Does this mean the BLS over counted the number of jobs added between March 2018 and March 2019 by 501k?

If so, that’s 2-3 months of job gains. How can they be so far off?

Ted R
Ted R
4 years ago
Reply to  KidHorn

Because not every person that loses their job files for unemployment insurance AND the government does lots of guessing. Lots of guessing and estimating going on.

stillCJ
stillCJ
4 years ago

Will this effect the unemployment number? Seems like that’s much more important.

Jackula
Jackula
4 years ago

Having been out job hunting a bit off and on over the last 6 months here in LA, definitely not a job seeker’s market and the number of folks applying for the individual jobs is in the thousands

bradw2k
bradw2k
4 years ago
Reply to  Jackula

There’s oodles of part-time, crap-pay job openings. This is what they call a “strong economy.”

Casual_Observer
Casual_Observer
4 years ago
Reply to  Jackula

LA has had a lion’s share of companies move to Texas. Today Uber announced the building of a new hub in Dallas and up 5000 jobs and salaries upwards of $300M in aggregate. California is now suffering net losses in population with even taking immigration into account. People really can’t afford to live in the Bay Area or Los Angeles and are fleeing the state for jobs along with the companies that employ them. Uber is expected to hire and move people from San Francisco and Austin to Dallas.

## Stored records
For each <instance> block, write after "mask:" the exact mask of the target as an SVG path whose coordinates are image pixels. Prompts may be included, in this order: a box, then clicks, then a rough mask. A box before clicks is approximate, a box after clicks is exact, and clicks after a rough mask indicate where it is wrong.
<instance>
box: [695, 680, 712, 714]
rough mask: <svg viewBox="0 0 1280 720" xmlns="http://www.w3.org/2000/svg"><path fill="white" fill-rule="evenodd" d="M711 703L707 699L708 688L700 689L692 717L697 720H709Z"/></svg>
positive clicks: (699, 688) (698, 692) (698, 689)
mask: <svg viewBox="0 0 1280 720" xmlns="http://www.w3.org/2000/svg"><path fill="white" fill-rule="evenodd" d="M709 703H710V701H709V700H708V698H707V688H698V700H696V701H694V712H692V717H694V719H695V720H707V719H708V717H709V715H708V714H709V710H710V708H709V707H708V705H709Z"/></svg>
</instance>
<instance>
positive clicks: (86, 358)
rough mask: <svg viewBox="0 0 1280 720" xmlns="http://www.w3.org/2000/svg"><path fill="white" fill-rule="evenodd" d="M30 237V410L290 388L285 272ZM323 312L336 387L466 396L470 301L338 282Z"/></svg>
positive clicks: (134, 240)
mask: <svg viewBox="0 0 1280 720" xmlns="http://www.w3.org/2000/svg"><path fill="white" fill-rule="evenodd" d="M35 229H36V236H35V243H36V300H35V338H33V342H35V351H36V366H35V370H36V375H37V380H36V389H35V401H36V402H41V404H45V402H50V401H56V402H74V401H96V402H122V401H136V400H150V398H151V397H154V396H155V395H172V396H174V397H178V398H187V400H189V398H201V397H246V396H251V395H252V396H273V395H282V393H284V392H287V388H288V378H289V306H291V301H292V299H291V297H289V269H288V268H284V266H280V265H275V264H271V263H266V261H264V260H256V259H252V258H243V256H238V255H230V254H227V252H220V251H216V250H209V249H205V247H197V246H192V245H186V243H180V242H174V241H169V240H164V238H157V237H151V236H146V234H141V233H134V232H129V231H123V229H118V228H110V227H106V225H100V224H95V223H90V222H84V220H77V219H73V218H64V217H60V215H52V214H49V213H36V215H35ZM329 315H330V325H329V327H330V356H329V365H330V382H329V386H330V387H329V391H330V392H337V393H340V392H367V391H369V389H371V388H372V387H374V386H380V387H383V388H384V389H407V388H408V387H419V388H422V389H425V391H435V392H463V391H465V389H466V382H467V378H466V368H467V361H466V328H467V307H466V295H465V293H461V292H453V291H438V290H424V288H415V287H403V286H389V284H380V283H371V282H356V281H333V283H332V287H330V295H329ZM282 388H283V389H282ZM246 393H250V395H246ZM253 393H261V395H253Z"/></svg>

## Try it
Could you pick up the comment thread about the BLS job count revision after its last comment and continue it?

## Result of the exercise
Casual_Observer
Casual_Observer
4 years ago
Reply to  Jackula

FWIW, I think when a recession does hit this time, the coasts could be affected a lot worse than the low-tax havens like Texas or Florida. As more companies relocate to business friendly climates, it will bring down states like California, Illinois, New Jersey, New York and Connecticut more quickly. Limiting SALT deduction also has driven people out to lower cost states. Of course I suspect Texas and other states will suffer the same consequences as California did in the 80s and 90s. Multiple polls no suggest Biden would beat Trump in Texas. As Texas becomes a haven for transplants and Latinos that can now vote (10M new voters in 2020), it is quite possible Texas turns blue a lot quicker than people were initially thinking.

shamrock
shamrock
4 years ago

Texas only had 20M voters in 2016, you’re suggesting it’s now 30M? Seems unlikely.

KidHorn
KidHorn
4 years ago
Reply to  Jackula

Is LA Los Angeles or Louisiana?

hmk
hmk
4 years ago

Inflation statistics even worse.

shamrock
shamrock
4 years ago

It’s the swamp trying to overthrow Dear Leader.

Tony Bennett
Tony Bennett
4 years ago

whoa.

Compare this number to final benchmark revision (January) of past 3 years.

2016 … -81K …
2017 … +138K …
2018 … -16K …

A little fuel to my point that at economic inflection moments … economists can be waayyy off with initial estimate compared with subsequent revision.

Casual_Observer
Casual_Observer
4 years ago
Reply to  Tony Bennett

We know BLS always gets it wrong at turning points. This is more evidence that a recession is likely on its way.

Mish
Mish
4 years ago

“Faulty Birth/Death model assumptions to blame?”

I suspect double-counting of part-time jobs but it could be a combination of things including their models.

The Birth-Death model is very faulty at major turns

Bam_Man
Bam_Man
4 years ago

Faulty Birth/Death model assumptions to blame?